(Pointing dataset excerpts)
-- start --

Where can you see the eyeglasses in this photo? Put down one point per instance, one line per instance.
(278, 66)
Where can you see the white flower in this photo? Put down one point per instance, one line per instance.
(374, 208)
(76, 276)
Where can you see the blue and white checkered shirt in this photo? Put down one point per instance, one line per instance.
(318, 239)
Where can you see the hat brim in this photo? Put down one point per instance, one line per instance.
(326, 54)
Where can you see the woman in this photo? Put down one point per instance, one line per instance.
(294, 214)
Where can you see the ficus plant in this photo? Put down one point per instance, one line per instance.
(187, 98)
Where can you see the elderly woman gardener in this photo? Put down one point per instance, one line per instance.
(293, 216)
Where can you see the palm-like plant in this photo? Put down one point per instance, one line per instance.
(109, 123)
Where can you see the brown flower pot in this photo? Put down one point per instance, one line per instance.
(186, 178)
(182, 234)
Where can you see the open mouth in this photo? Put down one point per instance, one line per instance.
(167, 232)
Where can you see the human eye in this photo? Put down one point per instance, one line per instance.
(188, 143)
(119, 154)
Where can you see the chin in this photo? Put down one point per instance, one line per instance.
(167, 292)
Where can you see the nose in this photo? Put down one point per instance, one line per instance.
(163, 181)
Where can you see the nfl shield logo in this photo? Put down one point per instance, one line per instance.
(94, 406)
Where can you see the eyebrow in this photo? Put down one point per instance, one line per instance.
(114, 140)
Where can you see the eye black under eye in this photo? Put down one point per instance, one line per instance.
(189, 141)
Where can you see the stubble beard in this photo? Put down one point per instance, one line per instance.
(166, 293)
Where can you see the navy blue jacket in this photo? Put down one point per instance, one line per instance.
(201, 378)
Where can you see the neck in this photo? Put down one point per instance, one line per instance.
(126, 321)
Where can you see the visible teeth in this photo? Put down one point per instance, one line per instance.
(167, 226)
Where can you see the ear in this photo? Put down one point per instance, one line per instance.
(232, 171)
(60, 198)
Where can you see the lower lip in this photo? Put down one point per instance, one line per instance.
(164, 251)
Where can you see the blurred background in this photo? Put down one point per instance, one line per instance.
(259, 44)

-- end --

• _EXERCISE AIM_
Recast all of the data above as a two-column CSV with the headers text and points. Give each "Where can you see" line its own row with the coordinates beneath it, put every field in quotes, and replace line breaks with spaces.

• _SOLUTION TO THE PROBLEM_
text,points
"Where can you see the eyeglasses in this photo? Put down one point per instance, one line per instance.","(278, 66)"
"Where can you see the white flower in this photo? Put down one point per instance, one line per instance.","(374, 208) (76, 276)"
"Where can you see the blue and white checkered shirt in this photo? Put down one point per instance, one line per instance.","(318, 239)"
"Where can you see the hat brim in this photo? Put down one point per instance, one line per instance.","(326, 54)"
"Where can you see the woman in this photo? Put down one point per instance, one line per instance.","(294, 214)"
"Where can you see the ficus plant in this photo? Put down one point per instance, one line per instance.","(187, 98)"
"Where can you see the elderly woman gardener in this photo? Put down one point per instance, one line per instance.","(293, 216)"
"Where can you see the palm-like plant in this photo? Put down one point per instance, one line per instance.","(109, 123)"
"Where can you see the brown flower pot in this photo? Put down one point per instance, one line per instance.","(186, 178) (182, 234)"
"Where can you see the open mouth in this photo? Put down one point per instance, one line per instance.","(167, 232)"
"Where can you see the human eye in this photo? Put down one point per instance, one line per instance.","(188, 143) (119, 154)"
"Where can you see the chin in this photo? Put down one point per instance, one line per instance.","(167, 292)"
"Where can you see the nose in this photo? Put down one point per instance, one line per instance.","(163, 181)"
"Where can you see the nfl shield logo in this photo? Put down one point per instance, one line per instance.","(94, 406)"
"Where can you see the eyebrow in this photo? Put down one point per instance, one line per instance.","(114, 140)"
"Where can you see the eye black under eye in this photo? Put down one point per instance, one line per instance.","(189, 141)"
"Where can you see the stubble beard in this photo? Put down one point per instance, one line per instance.","(166, 293)"
"Where can you see the navy blue jacket in this photo? Put down one point per instance, one line per instance.","(201, 378)"
"Where can you see the neck in this photo? Put down one point per instance, one line per instance.","(126, 321)"
"Where can you see the visible teeth in this photo? Put down one point per instance, one line per instance.","(167, 226)"
"Where can you see the ear in this photo? Put down one point per instance, one line per instance.","(232, 171) (60, 198)"
"Where can you see the lower lip in this photo? Put down one point per instance, one line per instance.","(164, 251)"
"Where can you see the blurred background in this photo? Put down one point per instance, one line per instance.","(259, 44)"